• [Study questions]:
A. Translate this sentence from the passage about the Nouri family in Serbia into Spanish: "But there are not many good long-term options even for those who choose a life in Serbia."
B. Resume the passage about the Nouri family in Serbia, starting after its last sentence.

• [Text]:

***

A recent visit to the family’s room at the refugee center found Farhad smiling, playful and curious, sitting next to his father on a bed. Mr. Nouri, a soft-spoken plasterer, said the family was comfortable in Serbia and happy with the education and services for the children. But, he said, the family’s future was somewhere else: Western Europe.

Farhad, too young to understand the deep anxiety of his parents and other asylum seekers in Serbia, contradicted his father. “It’s a mistake,” he said teasingly. “We want to stay in Serbia.”

Why? “Because the president of Serbia invited me to stay and I don’t want to tell him ‘no,’” he said with a smile, wiping his hands together as if it were settled.

Mandy Patinkin Meets a talented new friend In Serbia. Video by International Rescue Committee

But there are not many good long-term options even for those who choose a life in Serbia. Of the 1,857 asylum applications submitted since 2013, only 83 were granted asylum or given another form of protected status. And with legal options for crossing borders greatly restricted over the past two years, many migrants risk violence, robbery and other horrors by seeking help from human traffickers and smugglers.

***

• [Supplied data]:
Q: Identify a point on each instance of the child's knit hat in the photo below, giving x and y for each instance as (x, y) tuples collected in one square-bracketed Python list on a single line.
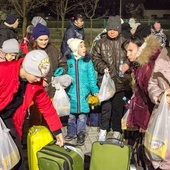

***

• [Answers by item]:
A. Pero no hay muchas buenas opciones a largo plazo ni siquiera para quienes eligen una vida en Serbia.

B.
According to advocates, the Serbian government has greatly increased its ability to provide basic needs for migrants. In 2015, the country had five asylum centers with a capacity to house 800 people. Serbia now has 18 centers with a capacity of 6,000. But the institutional shift toward treating migrants as more than temporary has only just begun.

“As this crisis has become protracted and chronic, it’s now time to turn to secondary needs, to get more kids into schools, to support adults in skill trainings, informal education activities and job preparedness,” said Ms. Raikes of the International Rescue Committee.

The uncertainty faced by refugees has created enormous psychological burdens in addition to the trauma of war and fleeing across borders, experts said. More than 77 percent of the refugee population in Serbia have acute psychological problems, according to a 2017 study by the Psychosocial Innovation Network, an organization based in Belgrade.

“It’s exhausting and depressing,” said Farhad’s mother, Jamila Nouri, 27, smiling weakly. Even after eight months in Serbia, she said, “we still feel like we are traveling and in danger. We feel so nervous and tired of this life.”

But Farhad shows little signs of the ordeal his family has gone through. He says he wants to learn animation. “I don’t feel like I’m waiting,” he said. “I’m just thinking about the future of my family,” he said.